━━ İncelenen Metin ━━
Klinik Psikolog Refika Çavuşoğlu Kurt

Narsist Bir Partnerle İlişkide Duygusal Dengeyi Korumak:

Narsist bir bireyle romantik ilişki yaşamak, dışarıdan bakıldığında etkileyici, çekici ve tutkulu bir birliktelik gibi görünebilir. Ancak bu tür ilişkiler, çoğu zaman zamanla partnerin benlik sınırlarını aşındıran, duygusal olarak yoran ve kişide görünmez yaralar bırakan bir döngüye dönüşür.

İlişkinin Başlangıcı: İdealleştirme ve Büyülenme

Narsist bireyler, ilişkiye genellikle güçlü bir karizma, yüksek özgüven ve yoğun ilgiyle başlarlar. Partnerlerini adeta “özel” hissettirir, kısa sürede derin bir bağ kuruyormuş gibi görünürler.
━━━
▶ Görev Listesi:
a: Narsist partnerle ilişkiyi ele alan metinde "Narsist bir bireyle" sözcüklerinden başlayıp "bir döngüye dönüşür." sözcükleri de dahil olmak üzere o bölüme kadar olan kısmı birebir kopyalayın.
b: Narsist partnerle ilişkiyi ele alan metni iki cümleyle özetleyin.
c: Narsist partnerle ilişkiyi ele alan metni kaldığı yerden sürdürün.
━━ Veri Kesiti ━━
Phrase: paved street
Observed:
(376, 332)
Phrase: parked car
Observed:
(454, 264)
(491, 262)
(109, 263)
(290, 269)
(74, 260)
━━━
▶ Görev Sonuçları:
a:
Narsist bir bireyle romantik ilişki yaşamak, dışarıdan bakıldığında etkileyici, çekici ve tutkulu bir birliktelik gibi görünebilir. Ancak bu tür ilişkiler, çoğu zaman zamanla partnerin benlik sınırlarını aşındıran, duygusal olarak yoran ve kişide görünmez yaralar bırakan bir döngüye dönüşür.

b: Narsist bir bireyle yaşanan romantik ilişki dışarıdan etkileyici ve tutkulu görünse de çoğu zaman partnerin benlik sınırlarını aşındıran, onu duygusal olarak yoran ve görünmez yaralar bırakan bir döngüye dönüşür. Bu kişiler ilişkiye genellikle güçlü bir karizma, yüksek özgüven ve yoğun ilgiyle başlar, partnerlerini özel hissettirerek kısa sürede derin bir bağ kuruyormuş gibi görünürler.

c:
Bu dönem, psikolojide “idealleştirme evresi” olarak adlandırılır. Partner, kendini görülmüş, değerli ve sevgiye layık hissettiği bir dönemin içindedir. Bu yoğun ilgi, aslında narsist bireyin kendi ihtiyaçlarını karşılamak için oluşturduğu bir yansıtma alanıdır. Partner, onun gözünde “kusursuz” bir figürdür.

Değersizleştirme: Gerçeklerin Yavaşça Ortaya Çıkışı

İlişki ilerledikçe, narsist kişi partnerini eleştirmeye, kusurlarını büyütmeye ve duygusal mesafe koymaya başlar.

Bu dönem, idealleştirmeden değersizleştirmeye geçiş evresidir. Artık partnerin duygusal ihtiyaçları ikinci plandadır; önemli olan narsist kişinin kontrolü ve üstünlüğüdür.

Bu süreçte partner şu duyguları yaşamaya başlar:

* Sürekli kendini kanıtlama ihtiyacı

* Kaygı ve tedirginlik

* “Bir şeyleri yanlış yaptım” hissi

* Sürekli eleştirilme korkusu

İlişkinin başındaki sıcaklık kaybolur, yerini belirsizlik ve yetersizlik hissi alır. Kişi bu süreçte yaşadığı hayal kırıklığını anlayamaz, anlamlandırmaya çalışır ancak bu geçen süreçte kişinin duyguları partneriyle iç içe geçmiştir.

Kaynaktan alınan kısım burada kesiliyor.